= EXERCISE PASSAGE =
=====

I had my dating scan last week at 13 weeks pregnant.
It was amazing to see our little Pea wriggling about, moving its arms and legs and opening its mouth. It was pretty chilled in there, so I had to cough a few times to make the little mite jump so the sonographer could get a good view. For 20 minutes hubby and I were mesmerised by the screen as we had a guided tour of my uterus and our little one. We saw its brain, its spine and its little heart fluttering away. Of course I’ve seen scan pictures before but they are nothing more than a reminder of the wonderful experience that is seeing your baby apparently happy and healthy. It was weird though. I find it really hard to connect that wriggling baby with the bulge that is already starting to form in my belly. How can it be so big and move so much when I can’t feel it at all?
At 13 weeks I’m almost in to the second trimester and now the scan is out of the way we finally feel comfortable about telling our friends. There won’t be a big Facebook announcement though (more on that later). Until this point only a handful of people have known about the Pea, which hubby and I have found really hard. We both hate lying and neither of us are very good at it.

=====

= TASKS TO CARRY OUT =
A) In the post about the dating scan, rewrite the part starting with "It was amazing" and going on through "feel it at all?", substituting "ultrasound technician" for "sonographer".
B) Answer these questions from the post about the dating scan:
(i) How many weeks pregnant was the writer at the dating scan?
(ii) For how long were the writer and hubby mesmerized by the screen?
(iii) What do the writer and hubby both hate?
C) Carry the post about the dating scan forward from its final sentence.

= RECORD EXCERPTS =
=====

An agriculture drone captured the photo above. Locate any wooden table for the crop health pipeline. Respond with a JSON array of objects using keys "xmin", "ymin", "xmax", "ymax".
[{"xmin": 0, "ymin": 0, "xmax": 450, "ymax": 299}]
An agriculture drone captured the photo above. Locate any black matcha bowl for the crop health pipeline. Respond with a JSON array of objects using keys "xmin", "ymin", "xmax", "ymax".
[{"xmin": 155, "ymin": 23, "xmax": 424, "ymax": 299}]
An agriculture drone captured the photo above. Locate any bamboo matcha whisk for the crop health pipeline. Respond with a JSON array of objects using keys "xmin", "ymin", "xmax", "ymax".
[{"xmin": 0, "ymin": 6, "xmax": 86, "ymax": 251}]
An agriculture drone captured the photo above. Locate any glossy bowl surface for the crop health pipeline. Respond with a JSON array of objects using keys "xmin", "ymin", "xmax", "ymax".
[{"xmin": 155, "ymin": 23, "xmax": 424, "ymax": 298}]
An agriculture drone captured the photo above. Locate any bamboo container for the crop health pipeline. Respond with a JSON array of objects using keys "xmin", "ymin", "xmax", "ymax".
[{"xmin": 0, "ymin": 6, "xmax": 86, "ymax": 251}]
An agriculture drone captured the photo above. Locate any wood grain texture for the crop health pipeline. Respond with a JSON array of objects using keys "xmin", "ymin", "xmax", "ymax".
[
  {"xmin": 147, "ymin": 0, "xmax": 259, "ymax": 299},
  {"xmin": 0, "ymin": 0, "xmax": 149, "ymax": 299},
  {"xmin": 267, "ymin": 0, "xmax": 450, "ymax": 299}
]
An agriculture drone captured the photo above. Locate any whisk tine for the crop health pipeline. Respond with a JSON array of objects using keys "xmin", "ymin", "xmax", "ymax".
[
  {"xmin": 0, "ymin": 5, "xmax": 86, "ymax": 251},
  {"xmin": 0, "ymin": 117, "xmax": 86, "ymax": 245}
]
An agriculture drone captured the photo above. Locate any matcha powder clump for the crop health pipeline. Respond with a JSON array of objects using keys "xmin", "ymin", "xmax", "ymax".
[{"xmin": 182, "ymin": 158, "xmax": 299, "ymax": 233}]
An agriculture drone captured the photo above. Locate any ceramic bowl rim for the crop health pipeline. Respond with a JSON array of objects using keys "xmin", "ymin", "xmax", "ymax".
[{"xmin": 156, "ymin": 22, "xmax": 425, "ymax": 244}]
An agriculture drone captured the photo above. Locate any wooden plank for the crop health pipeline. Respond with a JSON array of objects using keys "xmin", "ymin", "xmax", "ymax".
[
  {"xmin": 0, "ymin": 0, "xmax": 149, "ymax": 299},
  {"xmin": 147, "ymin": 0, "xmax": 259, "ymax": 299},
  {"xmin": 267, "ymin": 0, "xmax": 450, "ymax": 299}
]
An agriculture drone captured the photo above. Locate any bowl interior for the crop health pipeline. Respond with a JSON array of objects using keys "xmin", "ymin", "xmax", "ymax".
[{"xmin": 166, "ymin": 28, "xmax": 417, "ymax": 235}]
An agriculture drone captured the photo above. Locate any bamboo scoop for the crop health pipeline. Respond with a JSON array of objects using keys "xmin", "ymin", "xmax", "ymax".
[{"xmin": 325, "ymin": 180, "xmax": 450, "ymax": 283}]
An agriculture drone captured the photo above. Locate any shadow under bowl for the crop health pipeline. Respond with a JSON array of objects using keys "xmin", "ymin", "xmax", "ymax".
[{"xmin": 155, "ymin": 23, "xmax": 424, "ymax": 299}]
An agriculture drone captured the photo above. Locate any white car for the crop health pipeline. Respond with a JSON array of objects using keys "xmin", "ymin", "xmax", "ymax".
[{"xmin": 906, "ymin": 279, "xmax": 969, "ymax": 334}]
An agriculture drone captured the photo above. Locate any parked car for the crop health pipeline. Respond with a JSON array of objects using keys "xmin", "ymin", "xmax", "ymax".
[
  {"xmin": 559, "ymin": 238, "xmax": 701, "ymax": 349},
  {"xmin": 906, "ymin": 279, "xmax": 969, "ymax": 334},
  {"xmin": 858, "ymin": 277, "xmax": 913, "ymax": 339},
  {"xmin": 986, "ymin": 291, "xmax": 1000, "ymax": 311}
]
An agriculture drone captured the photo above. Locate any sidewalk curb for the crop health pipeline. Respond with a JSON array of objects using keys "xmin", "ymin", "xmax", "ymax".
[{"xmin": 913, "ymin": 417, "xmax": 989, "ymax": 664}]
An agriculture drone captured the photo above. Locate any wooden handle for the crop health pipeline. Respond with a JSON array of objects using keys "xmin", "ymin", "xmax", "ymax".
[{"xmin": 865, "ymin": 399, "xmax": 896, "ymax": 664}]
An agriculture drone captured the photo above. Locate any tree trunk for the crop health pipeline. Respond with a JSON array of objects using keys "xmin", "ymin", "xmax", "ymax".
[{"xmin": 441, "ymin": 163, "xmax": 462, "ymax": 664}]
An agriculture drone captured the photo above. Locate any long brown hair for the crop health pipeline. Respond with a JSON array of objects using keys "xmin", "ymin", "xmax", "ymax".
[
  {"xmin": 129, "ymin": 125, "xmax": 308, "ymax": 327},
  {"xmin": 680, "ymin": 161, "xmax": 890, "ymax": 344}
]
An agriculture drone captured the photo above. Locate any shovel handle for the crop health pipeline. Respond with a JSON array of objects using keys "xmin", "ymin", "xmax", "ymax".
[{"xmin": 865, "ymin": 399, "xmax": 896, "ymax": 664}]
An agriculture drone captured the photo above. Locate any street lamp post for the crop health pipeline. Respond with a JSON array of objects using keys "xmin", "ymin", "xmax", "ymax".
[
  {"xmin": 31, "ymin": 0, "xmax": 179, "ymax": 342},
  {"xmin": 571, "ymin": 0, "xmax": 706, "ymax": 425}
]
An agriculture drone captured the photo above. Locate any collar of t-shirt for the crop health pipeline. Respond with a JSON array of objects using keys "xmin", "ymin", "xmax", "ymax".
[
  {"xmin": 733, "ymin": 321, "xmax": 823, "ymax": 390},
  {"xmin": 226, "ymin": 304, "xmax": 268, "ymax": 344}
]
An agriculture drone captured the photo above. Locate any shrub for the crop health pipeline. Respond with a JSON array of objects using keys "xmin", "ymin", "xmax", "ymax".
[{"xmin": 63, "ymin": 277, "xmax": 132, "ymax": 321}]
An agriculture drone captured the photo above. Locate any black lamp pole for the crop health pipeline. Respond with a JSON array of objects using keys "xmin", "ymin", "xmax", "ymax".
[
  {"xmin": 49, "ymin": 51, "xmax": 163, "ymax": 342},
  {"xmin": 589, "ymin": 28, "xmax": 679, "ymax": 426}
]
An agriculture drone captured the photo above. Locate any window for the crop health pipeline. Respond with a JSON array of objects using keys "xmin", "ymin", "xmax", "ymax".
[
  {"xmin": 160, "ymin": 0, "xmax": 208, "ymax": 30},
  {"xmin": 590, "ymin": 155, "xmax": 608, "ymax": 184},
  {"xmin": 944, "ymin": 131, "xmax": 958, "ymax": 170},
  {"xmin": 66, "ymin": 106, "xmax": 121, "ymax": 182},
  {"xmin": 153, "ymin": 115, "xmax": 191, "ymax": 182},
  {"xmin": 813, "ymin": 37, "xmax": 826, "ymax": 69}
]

=====

= RESULTS FOR EACH TASK =
A)
It was amazing to see our little Pea wriggling about, moving its arms and legs and opening its mouth. It was pretty chilled in there, so I had to cough a few times to make the little mite jump so the ultrasound technician could get a good view. For 20 minutes hubby and I were mesmerised by the screen as we had a guided tour of my uterus and our little one. We saw its brain, its spine and its little heart fluttering away. Of course I’ve seen scan pictures before but they are nothing more than a reminder of the wonderful experience that is seeing your baby apparently happy and healthy. It was weird though. I find it really hard to connect that wriggling baby with the bulge that is already starting to form in my belly. How can it be so big and move so much when I can’t feel it at all?

B)
(i) 13 weeks
(ii) 20 minutes
(iii) Lying

C)
My pregnancy journey so far
I found out I was pregnant back in November, as it happened just 2 days after I sprained my ankle at netball training (talk about the perfect excuse to take it easy), which of course meant Christmas, New Year and my Birthday booze free. Not that I’ve felt much like drinking to be honest, but I am known for liking a glass of fizz on a special occasion so my sudden preference for driving has, at the very least, aroused suspicions. For the most part we’ve laid pretty low over the festive season. Whilst I’ve not actually been sick I felt nauseous almost every day until approximately 2 weeks ago. I almost think that being sick would have made me feel better – almost. My life has been pretty much on hold over the last 2 months and I’ve spent more than too much time lying on the sofa watching cooking programmes, past episodes of Phil Spencer: Secret Agent, and reruns of Friends (about the only daytime TV I can stand).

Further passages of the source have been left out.